## Problem to solve
Each line of the listing must be transcribed exactly, except for the images, which should be excluded.

## Raw records
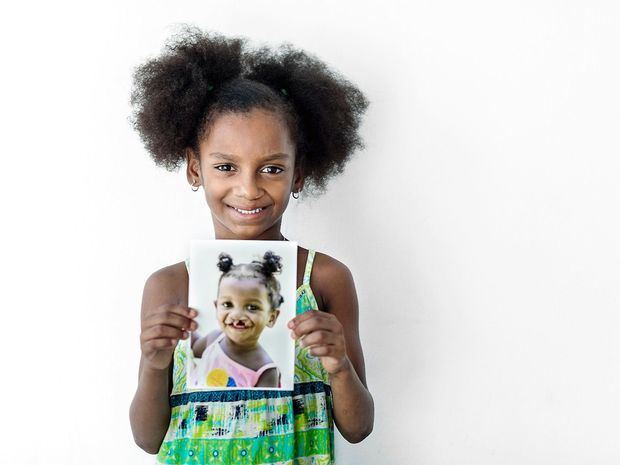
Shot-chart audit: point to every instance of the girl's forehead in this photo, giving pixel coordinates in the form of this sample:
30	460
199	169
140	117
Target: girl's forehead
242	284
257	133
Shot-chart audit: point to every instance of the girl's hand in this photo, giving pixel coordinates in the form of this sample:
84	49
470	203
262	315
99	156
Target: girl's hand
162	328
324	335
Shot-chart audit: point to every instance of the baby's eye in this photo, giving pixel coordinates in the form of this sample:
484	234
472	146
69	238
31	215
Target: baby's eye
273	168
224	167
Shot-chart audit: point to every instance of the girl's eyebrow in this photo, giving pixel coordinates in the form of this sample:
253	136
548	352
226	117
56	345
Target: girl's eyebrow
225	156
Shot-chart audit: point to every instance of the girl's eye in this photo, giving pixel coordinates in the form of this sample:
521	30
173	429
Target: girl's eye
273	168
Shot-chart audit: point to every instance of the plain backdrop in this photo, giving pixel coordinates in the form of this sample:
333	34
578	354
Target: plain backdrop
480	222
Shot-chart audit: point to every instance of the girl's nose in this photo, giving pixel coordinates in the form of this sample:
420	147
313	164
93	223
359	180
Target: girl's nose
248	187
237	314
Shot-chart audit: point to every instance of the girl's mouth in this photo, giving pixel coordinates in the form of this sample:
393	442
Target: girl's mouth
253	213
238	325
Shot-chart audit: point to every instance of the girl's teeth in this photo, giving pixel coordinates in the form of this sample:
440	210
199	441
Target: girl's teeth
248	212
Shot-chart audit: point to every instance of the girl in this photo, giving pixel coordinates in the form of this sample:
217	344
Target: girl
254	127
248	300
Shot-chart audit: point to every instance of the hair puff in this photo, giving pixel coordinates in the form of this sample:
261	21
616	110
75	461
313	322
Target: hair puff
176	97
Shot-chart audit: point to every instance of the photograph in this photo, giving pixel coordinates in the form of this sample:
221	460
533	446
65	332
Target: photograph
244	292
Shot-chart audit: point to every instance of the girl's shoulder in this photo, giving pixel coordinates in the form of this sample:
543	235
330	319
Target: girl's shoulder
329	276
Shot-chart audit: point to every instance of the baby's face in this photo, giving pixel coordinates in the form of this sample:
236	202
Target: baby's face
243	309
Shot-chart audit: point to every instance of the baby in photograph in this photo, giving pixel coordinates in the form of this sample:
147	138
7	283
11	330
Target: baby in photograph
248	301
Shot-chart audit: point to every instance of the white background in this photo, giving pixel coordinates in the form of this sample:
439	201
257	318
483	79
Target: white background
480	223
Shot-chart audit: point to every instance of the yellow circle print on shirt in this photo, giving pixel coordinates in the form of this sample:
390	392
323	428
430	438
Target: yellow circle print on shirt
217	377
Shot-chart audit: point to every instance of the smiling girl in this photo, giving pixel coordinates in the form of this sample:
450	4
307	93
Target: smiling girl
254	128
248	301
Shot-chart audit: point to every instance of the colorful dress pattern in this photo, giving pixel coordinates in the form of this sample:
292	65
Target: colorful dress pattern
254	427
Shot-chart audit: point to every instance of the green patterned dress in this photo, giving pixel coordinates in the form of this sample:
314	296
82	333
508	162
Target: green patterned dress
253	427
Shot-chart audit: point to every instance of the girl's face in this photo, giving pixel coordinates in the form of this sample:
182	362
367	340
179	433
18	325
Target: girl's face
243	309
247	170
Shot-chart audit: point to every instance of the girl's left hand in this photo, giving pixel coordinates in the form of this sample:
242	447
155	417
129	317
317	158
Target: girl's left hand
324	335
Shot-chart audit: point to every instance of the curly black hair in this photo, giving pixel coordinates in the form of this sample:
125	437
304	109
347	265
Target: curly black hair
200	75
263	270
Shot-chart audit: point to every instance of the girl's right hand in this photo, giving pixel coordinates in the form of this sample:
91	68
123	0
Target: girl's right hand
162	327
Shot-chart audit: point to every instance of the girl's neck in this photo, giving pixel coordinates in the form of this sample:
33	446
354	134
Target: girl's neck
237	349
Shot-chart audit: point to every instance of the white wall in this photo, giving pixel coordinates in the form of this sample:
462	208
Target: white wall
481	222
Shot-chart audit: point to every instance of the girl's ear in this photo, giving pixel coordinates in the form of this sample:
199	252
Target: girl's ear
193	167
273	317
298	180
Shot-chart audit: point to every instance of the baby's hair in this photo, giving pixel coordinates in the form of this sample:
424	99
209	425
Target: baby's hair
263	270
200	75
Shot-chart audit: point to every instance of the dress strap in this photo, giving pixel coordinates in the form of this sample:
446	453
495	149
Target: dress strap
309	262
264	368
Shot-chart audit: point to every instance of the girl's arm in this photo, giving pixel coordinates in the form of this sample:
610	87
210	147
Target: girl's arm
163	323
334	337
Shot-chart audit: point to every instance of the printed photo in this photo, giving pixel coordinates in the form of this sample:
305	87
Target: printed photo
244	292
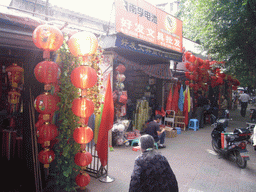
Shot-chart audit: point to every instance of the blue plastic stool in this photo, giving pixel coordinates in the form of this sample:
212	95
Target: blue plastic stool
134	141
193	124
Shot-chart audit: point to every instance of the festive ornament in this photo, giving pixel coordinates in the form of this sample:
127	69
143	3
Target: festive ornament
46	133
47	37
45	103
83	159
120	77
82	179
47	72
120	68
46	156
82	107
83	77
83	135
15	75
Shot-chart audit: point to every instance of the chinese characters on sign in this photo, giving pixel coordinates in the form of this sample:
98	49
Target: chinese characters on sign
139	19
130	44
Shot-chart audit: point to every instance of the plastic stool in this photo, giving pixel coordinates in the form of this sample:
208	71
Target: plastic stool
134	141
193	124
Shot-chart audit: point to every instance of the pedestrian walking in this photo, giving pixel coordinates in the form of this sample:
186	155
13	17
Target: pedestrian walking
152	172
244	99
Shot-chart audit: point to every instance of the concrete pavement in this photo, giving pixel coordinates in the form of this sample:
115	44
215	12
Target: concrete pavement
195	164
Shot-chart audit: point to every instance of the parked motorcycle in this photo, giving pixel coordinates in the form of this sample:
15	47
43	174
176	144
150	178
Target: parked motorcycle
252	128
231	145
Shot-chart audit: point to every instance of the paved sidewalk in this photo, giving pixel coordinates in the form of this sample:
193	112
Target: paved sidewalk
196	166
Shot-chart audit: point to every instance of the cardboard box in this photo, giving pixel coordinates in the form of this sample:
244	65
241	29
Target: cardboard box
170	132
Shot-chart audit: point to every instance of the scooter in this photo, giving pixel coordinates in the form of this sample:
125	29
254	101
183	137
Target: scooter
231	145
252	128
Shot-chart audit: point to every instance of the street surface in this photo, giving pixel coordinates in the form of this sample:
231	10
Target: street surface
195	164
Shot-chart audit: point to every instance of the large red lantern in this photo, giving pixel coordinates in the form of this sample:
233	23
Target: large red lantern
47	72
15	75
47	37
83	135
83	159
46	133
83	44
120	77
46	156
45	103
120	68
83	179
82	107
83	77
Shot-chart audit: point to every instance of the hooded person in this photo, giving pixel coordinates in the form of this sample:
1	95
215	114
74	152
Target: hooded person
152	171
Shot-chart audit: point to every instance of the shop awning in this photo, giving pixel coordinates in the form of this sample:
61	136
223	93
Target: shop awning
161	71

## Output of the task
Shot-chart audit: point to every instance of the girl's forehead in this photo, giving pixel coordinates in the form of this sample:
30	460
199	169
140	117
Target: girl's forehead
242	284
257	133
Shot-chart audit: point to every instance of the girl's hand in this photo, giving pixel coordinates in the form of this sample:
84	49
470	203
262	315
99	156
Target: girl's hand
162	328
324	335
Shot-chart audit: point to every instance of the baby's eye in this photo, giving pixel coordinates in the form of this sample:
484	234
472	146
69	238
31	215
Target: baby's eye
273	168
224	167
Shot-chart audit: point to every instance of the girl's eyebrow in this photo, giving pixel coordinates in the form of this sample:
253	136
548	352
226	117
56	345
Target: girl's eyebrow
225	156
Shot-chart audit: point to every instance of the girl's eye in this photo, giving pixel coordinates in the form of this sample:
521	30
173	429
Target: girl's eye
273	168
Shot-chart audit: point to every instance of the plain backdrop in this photo, giving pixel coordinates in the form of this sample:
333	34
578	354
Target: plain backdrop
480	222
Shot-chart audit: point to every instance of the girl's nose in this photo, giving pixel coordinates in the form of this sample:
420	147
313	164
93	223
359	180
Target: girl's nose
248	187
237	314
Shot-chart audit: point to every instance of the girl's mouth in this photo, giving pixel coordinates in the form of this sample:
393	442
Target: girl's mouth
253	213
238	325
Shot-chart audit: point to every instance of the girl's teeth in this photo, giving pixel coordinates in the form of this sample:
440	210
199	441
Target: girl's teeth
248	212
Shot-chart audit: point to every instance of the girl in this photo, giving pixel coordinates in the form of this sample:
217	344
Target: girl
254	127
248	300
Shot-chart audit: point to every instance of the hair puff in this photo, giving pixel coordinates in the form of this sample:
261	21
616	110
75	461
313	322
Target: hair puff
176	97
Shot-chart audit: point to every instance of the photograph in this photo, giving pixel coordinates in the form of this sample:
221	460
533	446
65	332
Target: photograph
244	292
Shot-chart audit: point to every instance of the girl's shoulder in this photo, giving pixel coordinates in the form of this sample:
543	235
330	319
Target: girl's shoulder
329	276
Shot-chart audit: point to every instance of the baby's face in this photo, giving pixel coordinates in the form of this sample:
236	202
Target: baby's face
243	309
Shot-chart audit: point to every instance of the baby in photograph in this photo, giving pixel coordinates in the form of this sample:
147	138
7	283
11	330
Target: baby in photograph
248	301
Shot-chart audit: point to every instance of the white background in this photo, giving pixel coordinates in the form of this sample:
439	201
257	318
483	79
Target: white background
480	223
Shot-chart audit: point to every instance of the yellow circle print on shirt in this photo, giving pixel coordinates in the form of this sample:
390	392
323	428
430	438
Target: yellow circle print on shirt
217	377
Shot-chart audit: point to every instance of the smiling girl in this photo, giving pixel coordinates in the form of this sample:
450	4
307	93
Target: smiling girl
254	128
248	301
Shot-chart audit: point to every instance of the colorful dress pattern in this photo, giving pixel coordinates in the form of this sample:
292	65
Target: colorful dress pattern
254	427
Shot-chart audit: point to every instance of the green patterned dress in this photo, giving pixel coordinates in the form of this sample:
314	296
82	333
508	162
Target: green patterned dress
253	427
Shot-chart audit: point to every instance of the girl's face in this photo, giving pixel coordinates in the form of this sample:
182	362
367	340
179	433
18	325
Target: girl's face
243	309
247	170
Shot-chart audit: point to every instance of the girl's left hand in this photo, giving pixel coordinates in the form of this sample:
242	447
155	417
129	317
317	158
Target: girl's left hand
324	335
Shot-chart audit: point to every instance of the curly black hair in this photo, giving pixel coordinates in the form of this sample:
125	437
304	109
347	265
Target: curly black hair
200	75
263	270
Shot-chart audit: point to every instance of the girl's right hand in this photo, giving pixel coordinates in the form of this sample:
91	68
123	0
Target: girl's right hand
162	327
Shot-chart audit: point to every instance of the girl's neck in this photo, giving pixel coordinates in the form of this sample:
33	446
354	134
Target: girl's neck
237	349
Shot-chart audit: point to every instance of the white wall in this photo, giving pixel coordinates in the form of this sample:
462	208
Target: white wall
481	222
Shot-chart audit: point to every instance of the girl's ear in this photo, giving pixel coordinates in the form of this sample:
199	252
Target: girl's ear
193	167
273	317
298	180
Shot-chart audit: point to every instance of the baby's hair in this photo, giving pixel coordinates in the form of this sample:
424	99
209	425
Target: baby's hair
263	270
200	75
Shot-chart audit: point to every instance of the dress strap in this photo, giving pixel coordinates in the form of this sample:
446	453
495	149
Target: dress strap
309	262
264	368
Shot-chart audit: point to every instance of the girl's arm in this photo, giving pixel coordinates in the form of this sample:
610	87
210	147
Target: girl's arm
163	323
334	337
Shot-chart audit: point to every instance of the printed photo in this photo, giving pixel coordinates in the form of this sample:
305	87
Target: printed photo
244	292
Shot-chart audit: point to every instance of the blue plastic stool in this photo, giving pixel coordinates in the form of this sample:
212	95
Target: blue plastic stool
134	141
193	124
Shot-chart audit: point to every instance of the festive ornament in this photo, giving pixel coordinates in the form of this sample:
127	69
143	3
Target: festive ornament
46	133
47	37
45	103
83	159
120	77
82	179
47	72
120	68
46	156
82	107
83	77
83	135
15	75
Shot-chart audit: point to every instance of the chinese characters on sign in this photo, giving pixel coordinates in the form of this sample:
98	49
Target: chinese characters on sign
139	19
130	44
Shot-chart audit: point to every instance of the plastic stool in this photo, giving pixel coordinates in the form of this sample:
208	71
Target: plastic stool
134	141
193	124
Shot-chart audit: point to every instance of the pedestrian walking in this photo, giving pixel coordinates in the form of this sample:
186	155
13	17
Target: pedestrian walking
152	172
244	99
Shot-chart audit: point to every instance of the concrete pavement in this photo, giving pixel coordinates in the form of this sample:
115	44
215	12
Target: concrete pavement
195	164
Shot-chart audit: point to every instance of the parked motorcycle in this photo, giving pixel coordinates in the form of this sample:
15	47
43	174
176	144
150	178
Target: parked motorcycle
252	128
231	145
Shot-chart audit: point to every instance of the paved sidewalk in this photo, giving pixel coordinates in the form of this sample:
193	112
Target: paved sidewalk
196	166
Shot-chart audit: point to every instance of the cardboard box in this photo, giving pixel coordinates in the form of this sample:
244	65
241	29
Target: cardboard box
170	132
Shot-chart audit: point to every instance of the scooter in this photo, giving pixel coordinates in the form of this sample:
125	29
254	101
183	137
Target: scooter
231	145
252	128
Shot-chart audit: point to every instance of the street surface in this photo, giving pixel coordinates in the form of this sample:
231	10
Target: street surface
195	164
Shot-chart audit: point to every instance of the large red lantern in this photo, giving pixel coordinates in the form of this sample:
233	23
Target: large red lantern
47	72
15	75
47	37
83	135
83	159
46	133
83	44
120	77
46	156
45	103
120	68
83	179
82	107
83	77
Shot-chart audit: point to every instance of the hooded person in this photo, giving pixel coordinates in the form of this sample:
1	95
215	114
74	152
Target: hooded person
152	171
Shot-chart audit: point to every instance of the shop awning in this photo, giving pixel coordinates in the form of this sample:
61	136
223	93
Target: shop awning
161	71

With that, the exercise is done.